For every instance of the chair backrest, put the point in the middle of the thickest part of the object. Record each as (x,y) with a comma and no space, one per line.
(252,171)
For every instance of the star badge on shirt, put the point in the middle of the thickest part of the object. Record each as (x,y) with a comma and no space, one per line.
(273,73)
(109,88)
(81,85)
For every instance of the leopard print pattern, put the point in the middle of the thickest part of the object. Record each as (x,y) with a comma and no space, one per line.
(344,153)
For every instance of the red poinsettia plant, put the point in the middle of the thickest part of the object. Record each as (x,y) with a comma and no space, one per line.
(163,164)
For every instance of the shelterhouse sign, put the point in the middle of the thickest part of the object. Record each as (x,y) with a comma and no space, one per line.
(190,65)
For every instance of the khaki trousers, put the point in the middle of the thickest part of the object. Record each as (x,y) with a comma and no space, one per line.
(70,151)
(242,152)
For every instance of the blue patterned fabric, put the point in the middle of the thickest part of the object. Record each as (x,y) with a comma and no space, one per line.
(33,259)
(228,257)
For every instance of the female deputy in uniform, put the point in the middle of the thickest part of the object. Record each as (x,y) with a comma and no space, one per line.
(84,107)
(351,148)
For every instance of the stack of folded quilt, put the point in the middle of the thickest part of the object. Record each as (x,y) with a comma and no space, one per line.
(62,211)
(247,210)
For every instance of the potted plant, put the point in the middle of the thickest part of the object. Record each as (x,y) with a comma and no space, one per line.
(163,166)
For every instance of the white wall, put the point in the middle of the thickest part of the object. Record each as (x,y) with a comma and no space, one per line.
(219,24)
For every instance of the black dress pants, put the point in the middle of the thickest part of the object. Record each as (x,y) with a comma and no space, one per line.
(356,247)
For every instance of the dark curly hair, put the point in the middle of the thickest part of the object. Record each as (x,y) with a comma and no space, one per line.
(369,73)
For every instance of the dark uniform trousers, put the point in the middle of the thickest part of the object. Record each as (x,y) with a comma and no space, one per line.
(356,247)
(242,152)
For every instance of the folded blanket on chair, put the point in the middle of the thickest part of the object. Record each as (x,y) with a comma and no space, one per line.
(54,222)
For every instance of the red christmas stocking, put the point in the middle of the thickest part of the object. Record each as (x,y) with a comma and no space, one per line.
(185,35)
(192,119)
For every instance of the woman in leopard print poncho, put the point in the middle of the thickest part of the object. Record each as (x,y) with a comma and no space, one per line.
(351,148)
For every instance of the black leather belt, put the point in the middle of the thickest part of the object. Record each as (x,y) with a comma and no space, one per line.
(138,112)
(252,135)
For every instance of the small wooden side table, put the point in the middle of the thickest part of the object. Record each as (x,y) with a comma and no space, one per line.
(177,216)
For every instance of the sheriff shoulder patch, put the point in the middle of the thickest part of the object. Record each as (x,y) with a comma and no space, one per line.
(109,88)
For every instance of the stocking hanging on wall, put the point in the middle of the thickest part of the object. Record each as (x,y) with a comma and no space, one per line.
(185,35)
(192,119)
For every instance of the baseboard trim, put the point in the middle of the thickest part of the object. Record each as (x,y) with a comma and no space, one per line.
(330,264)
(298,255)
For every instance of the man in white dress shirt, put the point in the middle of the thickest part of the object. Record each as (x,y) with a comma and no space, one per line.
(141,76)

» WHAT IS NEEDED:
Arrange the data above as a numbered list, starting at the line that contains "For every instance of the small" and ending at the last line of the data. Leave out any blank lines.

» FINISHED ANSWER:
1. For every instance of the small wooden side table, put the point in the middle of the thickest part of the object. Record each as (x,y) with a comma and no space, one per line.
2. (177,216)
3. For every instance of the sheriff shoulder patch, put the point in the middle of the thickest part of the object. Record each as (x,y) with a comma and no space, one per line.
4. (109,88)
5. For every instance of the stocking hanging on wall, put the point in the middle of the thickest part of the object. Record each as (x,y) with a comma and no space, one per line.
6. (185,35)
7. (192,119)
8. For every instance of the baseboard trim, put the point in the middle of the thickest part of the object. Record each as (x,y) with a comma and no space, one per line.
9. (330,264)
10. (298,255)
11. For every instance of the man in white dress shirt, put the point in the middle of the thickest part of the object. Record each as (x,y) with a comma and no space, one per line.
12. (141,76)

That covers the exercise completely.